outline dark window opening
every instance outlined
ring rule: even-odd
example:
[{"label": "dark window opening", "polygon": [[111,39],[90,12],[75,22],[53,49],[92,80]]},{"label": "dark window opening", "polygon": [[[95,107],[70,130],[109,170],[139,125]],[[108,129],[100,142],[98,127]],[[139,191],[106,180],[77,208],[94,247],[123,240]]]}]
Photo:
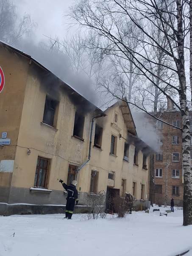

= = = =

WRITTEN INSTRUCTION = Rewrite the lines above, swapping "instance" for "occurrence" and keeping everything else the same. Leave the pictures out of your answer.

EXERCISE ANSWER =
outline dark window opening
every occurrence outlined
ring rule: even-odd
example:
[{"label": "dark window opening", "polygon": [[111,39],[90,12],[75,22],[53,49],[92,80]]},{"label": "dark window opening", "polygon": [[[95,107],[70,130],[109,170],[139,125]],[[108,129],[100,142],[98,127]],[[139,191],[106,180],[77,208],[94,247],[123,240]]]}]
Photo:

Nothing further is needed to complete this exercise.